◆ Consignes de l'exercice
A - Comptez les lignes des enregistrements qui contiennent la chaîne « negative ». Donnez uniquement ce nombre.
B - Poursuivez le texte sur les premières constructions de Shabwa à partir de sa dernière phrase.

◆ Texte d'étude

Les premières séquences stratigraphiques du sondage le plus récent, mais malheureusement pas les plus anciennes1, sont datées du XIVe s. av. J.-C. Elles prouvent que les premières constructions - séquences 1 à 3 - sont uniquement réalisées en terre, soit en adobes (briques de terre crue) soit en bauge (terre massive). L’architecture de pierre ou composite, à ossature en bois, n’apparaît pas avant le IVe s. avant notre ère. Peut-on pour autant parler d’une ville en  terre sous la ville de pierre ? Ainsi l’aspect du paysage actuel de Shabwa, avec ses nombreux socles de pierre, qui intriguèrent tant les voyageurs, doit faire place, durant le I er millénaire av. J.-C., à l’image d’un village ordonné bâti d’édifices en terre.

 

Aux alentours du Xe s. av. J.-C., au changement de millénaire, un grand bâtiment est édifié au milieu de la dépression d’as-Sabkha, face aux premières constructions. Il est construit sur un puissant massif de briques crues (Breton 2001 : 38, Breton 2003 : 2002, Breton-Roux  2005 : 95-114, Darles 2007b). Un édifice monumental en pierre pourrait avoir été édifié au-dessus de ce massif de fondation. En témoigneraient plusieurs monolithes imposants réutilisés dans le palais. L’un d’eux (Darles 2005 : 151-171), situé sous l’accès monumental et doté de plusieurs feuillures, n’est pas sans rappeler les grands monolithes des temples du Jawf ou de Marîb.

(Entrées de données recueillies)
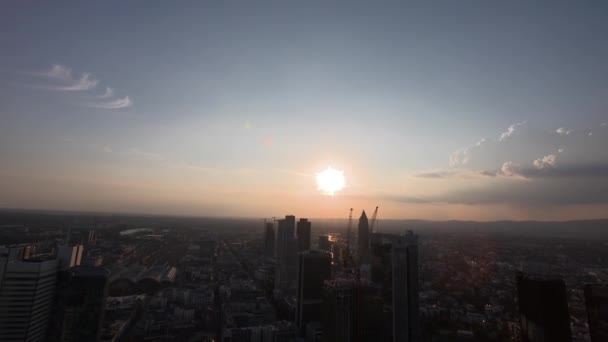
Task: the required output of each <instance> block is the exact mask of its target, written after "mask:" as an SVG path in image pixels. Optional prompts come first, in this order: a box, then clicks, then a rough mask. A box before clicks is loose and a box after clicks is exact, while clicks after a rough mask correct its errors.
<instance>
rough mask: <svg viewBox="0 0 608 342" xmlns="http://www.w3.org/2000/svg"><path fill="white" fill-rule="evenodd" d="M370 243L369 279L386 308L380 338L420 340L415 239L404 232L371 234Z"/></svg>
mask: <svg viewBox="0 0 608 342" xmlns="http://www.w3.org/2000/svg"><path fill="white" fill-rule="evenodd" d="M372 241H373V242H372V245H371V280H372V282H374V283H375V284H377V285H378V286H379V287H380V288H381V293H382V299H383V302H384V305H385V307H386V308H388V312H387V317H385V318H386V319H385V321H386V325H385V328H384V329H383V330H384V331H385V332H386V333H387V336H385V338H384V339H386V340H392V341H408V342H409V341H420V338H421V336H420V314H419V293H418V239H417V237H416V235H414V234H413V233H412V232H411V231H408V232H406V233H405V234H404V235H396V234H374V236H373V239H372Z"/></svg>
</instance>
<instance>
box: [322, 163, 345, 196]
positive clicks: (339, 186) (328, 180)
mask: <svg viewBox="0 0 608 342" xmlns="http://www.w3.org/2000/svg"><path fill="white" fill-rule="evenodd" d="M345 184H346V182H345V180H344V171H339V170H336V169H333V168H332V167H331V166H328V167H327V169H326V170H324V171H321V172H319V173H317V189H318V190H319V191H321V193H323V194H325V195H329V196H333V195H334V194H335V193H336V192H337V191H340V190H342V189H344V185H345Z"/></svg>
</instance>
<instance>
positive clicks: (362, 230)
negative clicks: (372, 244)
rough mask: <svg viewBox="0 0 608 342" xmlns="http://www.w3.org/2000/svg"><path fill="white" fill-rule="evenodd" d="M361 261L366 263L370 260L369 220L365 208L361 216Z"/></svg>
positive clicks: (359, 230) (358, 229)
mask: <svg viewBox="0 0 608 342" xmlns="http://www.w3.org/2000/svg"><path fill="white" fill-rule="evenodd" d="M358 234H359V246H358V247H359V250H358V254H359V263H360V264H366V263H368V262H369V222H368V220H367V215H365V210H363V212H362V213H361V217H360V218H359V229H358Z"/></svg>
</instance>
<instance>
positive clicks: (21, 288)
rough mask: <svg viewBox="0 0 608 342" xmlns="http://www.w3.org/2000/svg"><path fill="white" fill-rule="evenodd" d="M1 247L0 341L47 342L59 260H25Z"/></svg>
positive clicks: (21, 252) (47, 259)
mask: <svg viewBox="0 0 608 342" xmlns="http://www.w3.org/2000/svg"><path fill="white" fill-rule="evenodd" d="M23 254H24V249H23V248H20V247H17V248H6V247H0V341H3V342H7V341H44V340H46V337H47V328H48V325H49V316H50V310H51V306H52V304H53V296H54V292H55V283H56V280H57V268H58V261H57V259H44V258H30V259H23Z"/></svg>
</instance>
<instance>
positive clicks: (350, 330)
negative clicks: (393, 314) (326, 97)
mask: <svg viewBox="0 0 608 342" xmlns="http://www.w3.org/2000/svg"><path fill="white" fill-rule="evenodd" d="M383 307H384V305H383V302H382V297H381V296H380V287H378V286H376V285H375V284H373V283H370V282H367V281H361V280H356V279H353V278H338V279H334V280H327V281H325V283H324V286H323V306H322V311H321V327H322V330H323V338H322V341H324V342H350V341H385V340H386V336H388V334H386V333H385V331H384V326H383V323H384V322H383Z"/></svg>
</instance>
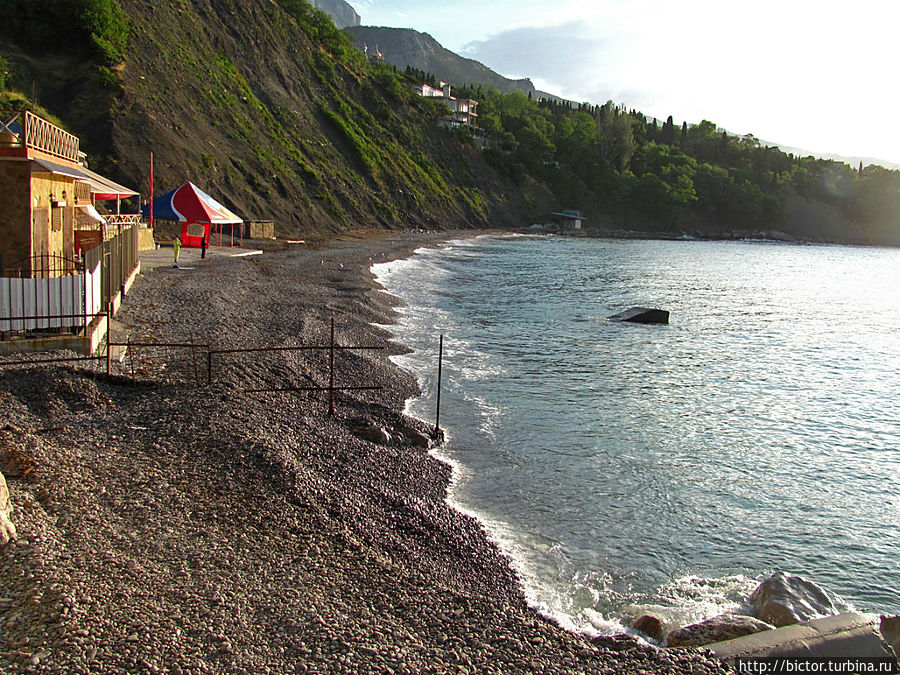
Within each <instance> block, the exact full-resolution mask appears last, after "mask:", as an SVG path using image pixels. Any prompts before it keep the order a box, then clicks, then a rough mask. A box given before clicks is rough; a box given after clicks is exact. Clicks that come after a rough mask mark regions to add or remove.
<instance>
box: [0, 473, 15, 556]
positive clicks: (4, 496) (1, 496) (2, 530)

◆ Corrigé
A - 2

B -
Jaqueline Pirenne date la plus ancienne des inscriptions mentionnant l’édification d’une courtine, Sh VI/76/89, de type paléographique B, des environs du IVe s. av. J.-C (Pirenne 1990 : 59). La chronologie basse défendue par J. Pirenne est aujourd’hui controversée et contredite par de nombreuses découvertes. Cette inscription trouvée durant la fouille du rempart occidental pourrait être, à la lumière des progrès de l’épigraphie sud-arabe, datée du VII e s. av. J.-C. (Schiettecatte 2006 : 275) Ce rempart primitif, doté d’une ou de plusieurs portes2, entourait de manière lâche le noyau primitif de la future capitale. A cette époque apparaissent les premières inscriptions faisant part du rôle politique de Shabwa.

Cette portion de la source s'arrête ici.